Selected extract:
Jaded

Thursday, Jun. 17, 2004 11:42 a.m.

I want to be an optimist but the world seems more and more messed up every day.

I see people in abusive relationships they can't get out of. I remember the one I escaped from; "Long is the way/ And hard, that out of Hell leads up to Light". I can only watch and empathise, and dread the day they give up on themselves and on life.

I see people looking for love, and not finding it. Good people, intelligent people, beautiful people, lonely people. There is not one person out there for them. Where are they? Are all the good ones taken? I see the ones who are taken and so many of them aren't good at all. I think about the love I have now, and I wonder how long it will last. I will not apologise for my happiness, I work hard on my relationship and I deserve to be happy, but still I worry. Maybe one day the bubble will burst and I will be among those seeking love and never finding it.

I see war and acts of terror. Armies move in, they try to put an end to cruel totalitarian regimes or terrorism, but they leave before the job is done. The enemies lie low, waiting for them to leave, waiting to strike again. Other groups blow up buildings and people, for whatever reason they feel justifies the senseless destruction of humanity. No end to the violence, nor any resolution.

Work required:
Please update the stretch of the Jaded entry from "I want to be" through "never finding it." by putting "idealist" in place of "optimist". You won't need the material for this.

Coordinate labeling data
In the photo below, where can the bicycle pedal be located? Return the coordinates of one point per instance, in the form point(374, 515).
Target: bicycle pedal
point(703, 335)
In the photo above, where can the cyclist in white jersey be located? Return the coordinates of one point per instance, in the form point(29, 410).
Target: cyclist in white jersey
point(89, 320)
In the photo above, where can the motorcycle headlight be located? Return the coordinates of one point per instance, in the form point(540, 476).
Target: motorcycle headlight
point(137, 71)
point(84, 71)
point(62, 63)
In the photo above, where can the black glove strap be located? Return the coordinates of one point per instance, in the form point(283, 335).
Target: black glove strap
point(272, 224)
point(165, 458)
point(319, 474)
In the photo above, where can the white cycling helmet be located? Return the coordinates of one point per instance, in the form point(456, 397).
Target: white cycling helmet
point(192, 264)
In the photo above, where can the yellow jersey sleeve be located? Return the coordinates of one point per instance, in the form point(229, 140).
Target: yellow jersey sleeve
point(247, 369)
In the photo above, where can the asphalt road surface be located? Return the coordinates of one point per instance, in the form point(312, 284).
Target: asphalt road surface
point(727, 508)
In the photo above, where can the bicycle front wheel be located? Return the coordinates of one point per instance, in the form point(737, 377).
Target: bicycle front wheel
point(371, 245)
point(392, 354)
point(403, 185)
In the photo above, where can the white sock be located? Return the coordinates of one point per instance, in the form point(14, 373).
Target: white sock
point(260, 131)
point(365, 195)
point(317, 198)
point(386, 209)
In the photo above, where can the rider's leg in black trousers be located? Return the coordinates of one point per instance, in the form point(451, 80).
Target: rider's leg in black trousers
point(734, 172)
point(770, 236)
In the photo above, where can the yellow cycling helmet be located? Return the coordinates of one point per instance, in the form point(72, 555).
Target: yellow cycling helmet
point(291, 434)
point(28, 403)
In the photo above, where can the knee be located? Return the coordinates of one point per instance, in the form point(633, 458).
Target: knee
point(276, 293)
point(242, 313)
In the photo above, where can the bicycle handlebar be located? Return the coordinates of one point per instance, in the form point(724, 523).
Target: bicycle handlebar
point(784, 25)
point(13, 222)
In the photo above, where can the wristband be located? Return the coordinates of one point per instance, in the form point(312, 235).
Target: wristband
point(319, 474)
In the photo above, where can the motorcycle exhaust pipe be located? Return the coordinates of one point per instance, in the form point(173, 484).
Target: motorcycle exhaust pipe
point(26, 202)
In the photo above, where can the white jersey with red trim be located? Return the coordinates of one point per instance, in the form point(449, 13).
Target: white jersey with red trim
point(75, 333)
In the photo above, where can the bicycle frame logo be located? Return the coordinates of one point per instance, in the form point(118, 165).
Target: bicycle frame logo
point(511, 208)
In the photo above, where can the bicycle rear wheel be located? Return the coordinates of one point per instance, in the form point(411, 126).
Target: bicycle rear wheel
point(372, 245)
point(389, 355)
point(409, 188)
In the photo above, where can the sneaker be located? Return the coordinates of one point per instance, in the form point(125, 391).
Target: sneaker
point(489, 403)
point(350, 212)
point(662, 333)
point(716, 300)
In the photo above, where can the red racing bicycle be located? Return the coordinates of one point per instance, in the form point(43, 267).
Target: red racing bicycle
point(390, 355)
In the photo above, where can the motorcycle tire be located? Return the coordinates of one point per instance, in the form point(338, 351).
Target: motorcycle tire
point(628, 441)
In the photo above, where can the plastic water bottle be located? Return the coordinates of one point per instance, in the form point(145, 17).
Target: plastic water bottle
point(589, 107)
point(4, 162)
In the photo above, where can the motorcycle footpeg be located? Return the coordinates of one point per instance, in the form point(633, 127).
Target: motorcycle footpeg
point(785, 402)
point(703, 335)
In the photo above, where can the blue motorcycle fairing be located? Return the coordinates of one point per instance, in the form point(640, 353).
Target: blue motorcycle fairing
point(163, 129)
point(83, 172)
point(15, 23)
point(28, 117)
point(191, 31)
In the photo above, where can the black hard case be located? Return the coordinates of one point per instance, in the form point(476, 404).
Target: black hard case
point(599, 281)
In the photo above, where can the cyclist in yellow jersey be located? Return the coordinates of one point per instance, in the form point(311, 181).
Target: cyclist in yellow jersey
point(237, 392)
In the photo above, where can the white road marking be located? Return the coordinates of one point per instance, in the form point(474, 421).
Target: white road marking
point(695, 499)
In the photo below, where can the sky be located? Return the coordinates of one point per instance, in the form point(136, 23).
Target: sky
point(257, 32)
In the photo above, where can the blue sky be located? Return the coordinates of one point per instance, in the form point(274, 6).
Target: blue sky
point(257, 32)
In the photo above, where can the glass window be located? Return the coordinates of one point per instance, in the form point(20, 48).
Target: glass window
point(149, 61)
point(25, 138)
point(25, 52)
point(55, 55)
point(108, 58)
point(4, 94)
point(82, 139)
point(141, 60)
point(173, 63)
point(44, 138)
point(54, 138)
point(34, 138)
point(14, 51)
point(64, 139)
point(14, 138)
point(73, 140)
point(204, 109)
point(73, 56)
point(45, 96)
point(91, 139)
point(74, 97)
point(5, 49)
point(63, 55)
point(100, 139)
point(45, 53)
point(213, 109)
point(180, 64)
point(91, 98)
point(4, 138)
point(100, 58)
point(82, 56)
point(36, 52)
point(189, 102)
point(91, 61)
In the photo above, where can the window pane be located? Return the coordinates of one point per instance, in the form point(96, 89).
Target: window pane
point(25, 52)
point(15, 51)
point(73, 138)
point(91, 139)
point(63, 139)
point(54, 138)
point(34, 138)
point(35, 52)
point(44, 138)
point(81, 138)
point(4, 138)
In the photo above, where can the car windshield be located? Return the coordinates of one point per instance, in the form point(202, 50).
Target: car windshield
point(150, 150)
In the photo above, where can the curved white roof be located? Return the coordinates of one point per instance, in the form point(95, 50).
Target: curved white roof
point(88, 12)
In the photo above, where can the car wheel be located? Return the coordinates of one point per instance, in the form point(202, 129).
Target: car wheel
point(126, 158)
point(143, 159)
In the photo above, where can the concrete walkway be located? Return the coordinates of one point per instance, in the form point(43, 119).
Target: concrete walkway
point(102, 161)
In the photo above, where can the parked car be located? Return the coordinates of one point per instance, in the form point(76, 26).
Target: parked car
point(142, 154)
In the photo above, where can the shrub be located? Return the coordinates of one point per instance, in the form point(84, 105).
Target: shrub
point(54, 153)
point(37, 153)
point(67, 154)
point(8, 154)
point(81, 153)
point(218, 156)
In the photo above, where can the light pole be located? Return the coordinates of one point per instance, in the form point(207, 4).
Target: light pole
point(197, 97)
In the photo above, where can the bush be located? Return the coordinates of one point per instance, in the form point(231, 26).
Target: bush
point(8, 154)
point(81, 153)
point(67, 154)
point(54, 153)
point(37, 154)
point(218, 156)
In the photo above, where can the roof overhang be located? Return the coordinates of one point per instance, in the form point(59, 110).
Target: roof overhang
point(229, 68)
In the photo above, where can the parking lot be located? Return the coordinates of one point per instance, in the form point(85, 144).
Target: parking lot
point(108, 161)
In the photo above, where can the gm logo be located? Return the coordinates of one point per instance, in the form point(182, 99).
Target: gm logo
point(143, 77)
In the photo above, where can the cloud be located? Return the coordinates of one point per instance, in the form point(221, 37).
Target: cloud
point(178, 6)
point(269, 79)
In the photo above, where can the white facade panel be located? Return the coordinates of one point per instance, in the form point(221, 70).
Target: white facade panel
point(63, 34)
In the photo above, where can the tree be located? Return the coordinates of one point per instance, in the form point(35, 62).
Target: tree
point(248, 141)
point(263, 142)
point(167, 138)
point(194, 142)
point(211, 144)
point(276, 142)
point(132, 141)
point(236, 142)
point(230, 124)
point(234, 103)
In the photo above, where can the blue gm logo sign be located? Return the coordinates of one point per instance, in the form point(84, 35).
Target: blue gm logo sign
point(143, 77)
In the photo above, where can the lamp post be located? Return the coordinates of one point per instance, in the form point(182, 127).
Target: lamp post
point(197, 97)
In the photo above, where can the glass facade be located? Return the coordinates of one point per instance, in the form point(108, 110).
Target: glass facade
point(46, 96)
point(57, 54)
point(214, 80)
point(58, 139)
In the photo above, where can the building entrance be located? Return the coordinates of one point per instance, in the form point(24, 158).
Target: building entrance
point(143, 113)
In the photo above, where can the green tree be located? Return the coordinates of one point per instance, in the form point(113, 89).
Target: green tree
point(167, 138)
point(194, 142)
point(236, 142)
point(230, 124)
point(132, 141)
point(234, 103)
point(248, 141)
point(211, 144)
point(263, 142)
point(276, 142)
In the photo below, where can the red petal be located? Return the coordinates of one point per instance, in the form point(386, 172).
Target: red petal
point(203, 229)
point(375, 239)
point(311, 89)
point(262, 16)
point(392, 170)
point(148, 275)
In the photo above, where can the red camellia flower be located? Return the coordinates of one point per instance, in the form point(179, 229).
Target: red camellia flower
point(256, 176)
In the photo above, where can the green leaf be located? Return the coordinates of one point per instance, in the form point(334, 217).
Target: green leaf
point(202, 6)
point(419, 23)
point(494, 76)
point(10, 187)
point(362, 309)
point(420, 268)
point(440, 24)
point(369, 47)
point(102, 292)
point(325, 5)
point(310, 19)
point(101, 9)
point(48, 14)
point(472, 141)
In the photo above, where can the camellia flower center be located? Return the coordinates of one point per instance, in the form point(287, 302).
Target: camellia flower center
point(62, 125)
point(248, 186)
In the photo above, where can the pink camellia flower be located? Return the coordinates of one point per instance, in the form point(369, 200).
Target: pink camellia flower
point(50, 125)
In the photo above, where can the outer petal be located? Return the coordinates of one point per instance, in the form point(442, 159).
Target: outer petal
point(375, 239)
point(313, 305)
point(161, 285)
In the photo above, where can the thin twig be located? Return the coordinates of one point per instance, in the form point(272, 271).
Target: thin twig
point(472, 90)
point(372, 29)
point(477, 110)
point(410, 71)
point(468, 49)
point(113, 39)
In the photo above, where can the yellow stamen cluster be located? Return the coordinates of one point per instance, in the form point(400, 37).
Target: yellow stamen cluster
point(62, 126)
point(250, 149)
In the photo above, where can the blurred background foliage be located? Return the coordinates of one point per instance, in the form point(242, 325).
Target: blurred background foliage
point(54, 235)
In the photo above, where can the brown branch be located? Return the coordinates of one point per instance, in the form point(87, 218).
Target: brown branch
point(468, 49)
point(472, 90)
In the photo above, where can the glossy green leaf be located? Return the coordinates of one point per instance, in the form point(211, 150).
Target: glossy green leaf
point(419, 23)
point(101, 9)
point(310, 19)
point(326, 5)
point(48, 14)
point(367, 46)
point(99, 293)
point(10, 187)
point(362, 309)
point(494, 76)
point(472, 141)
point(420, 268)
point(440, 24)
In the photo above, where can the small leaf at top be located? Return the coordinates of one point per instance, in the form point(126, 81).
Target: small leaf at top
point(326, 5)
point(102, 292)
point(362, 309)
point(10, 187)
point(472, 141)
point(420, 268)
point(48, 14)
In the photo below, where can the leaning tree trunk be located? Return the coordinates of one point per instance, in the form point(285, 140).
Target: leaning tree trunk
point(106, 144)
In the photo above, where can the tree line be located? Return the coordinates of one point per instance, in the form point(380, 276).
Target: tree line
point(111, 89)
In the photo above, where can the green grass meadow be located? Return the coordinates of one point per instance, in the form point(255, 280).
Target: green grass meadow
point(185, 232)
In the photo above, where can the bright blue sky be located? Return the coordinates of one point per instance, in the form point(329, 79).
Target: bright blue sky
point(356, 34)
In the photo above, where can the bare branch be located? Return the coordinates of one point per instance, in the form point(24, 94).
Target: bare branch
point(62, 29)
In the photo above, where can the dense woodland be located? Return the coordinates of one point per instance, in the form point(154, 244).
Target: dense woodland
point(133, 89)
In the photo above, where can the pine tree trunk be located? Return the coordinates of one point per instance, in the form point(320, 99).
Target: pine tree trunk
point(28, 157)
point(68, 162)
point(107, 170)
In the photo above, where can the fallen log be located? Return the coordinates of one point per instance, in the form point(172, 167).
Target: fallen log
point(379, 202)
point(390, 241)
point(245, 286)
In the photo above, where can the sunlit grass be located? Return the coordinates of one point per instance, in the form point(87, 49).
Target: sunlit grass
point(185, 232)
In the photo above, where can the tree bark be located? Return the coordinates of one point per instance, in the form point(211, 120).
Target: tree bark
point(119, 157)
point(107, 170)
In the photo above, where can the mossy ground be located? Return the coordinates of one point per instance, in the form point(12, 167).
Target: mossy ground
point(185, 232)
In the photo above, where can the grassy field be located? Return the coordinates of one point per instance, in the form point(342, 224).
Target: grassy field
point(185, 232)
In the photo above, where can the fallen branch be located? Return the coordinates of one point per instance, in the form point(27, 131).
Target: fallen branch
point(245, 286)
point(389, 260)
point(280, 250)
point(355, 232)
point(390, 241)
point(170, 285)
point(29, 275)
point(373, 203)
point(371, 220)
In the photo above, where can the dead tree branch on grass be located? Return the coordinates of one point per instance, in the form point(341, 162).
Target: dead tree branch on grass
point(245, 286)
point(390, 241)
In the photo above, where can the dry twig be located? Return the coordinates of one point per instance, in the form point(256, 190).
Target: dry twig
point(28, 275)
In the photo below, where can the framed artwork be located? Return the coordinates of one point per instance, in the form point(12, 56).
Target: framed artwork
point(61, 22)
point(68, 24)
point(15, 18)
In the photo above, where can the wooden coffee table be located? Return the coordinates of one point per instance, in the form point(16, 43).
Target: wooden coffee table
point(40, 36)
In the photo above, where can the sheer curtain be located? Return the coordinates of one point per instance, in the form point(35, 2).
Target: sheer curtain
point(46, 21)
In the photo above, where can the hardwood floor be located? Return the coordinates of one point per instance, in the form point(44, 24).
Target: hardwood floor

Exercise answer:
I want to be an idealist but the world seems more and more messed up every day.

I see people in abusive relationships they can't get out of. I remember the one I escaped from; "Long is the way/ And hard, that out of Hell leads up to Light". I can only watch and empathise, and dread the day they give up on themselves and on life.

I see people looking for love, and not finding it. Good people, intelligent people, beautiful people, lonely people. There is not one person out there for them. Where are they? Are all the good ones taken? I see the ones who are taken and so many of them aren't good at all. I think about the love I have now, and I wonder how long it will last. I will not apologise for my happiness, I work hard on my relationship and I deserve to be happy, but still I worry. Maybe one day the bubble will burst and I will be among those seeking love and never finding it.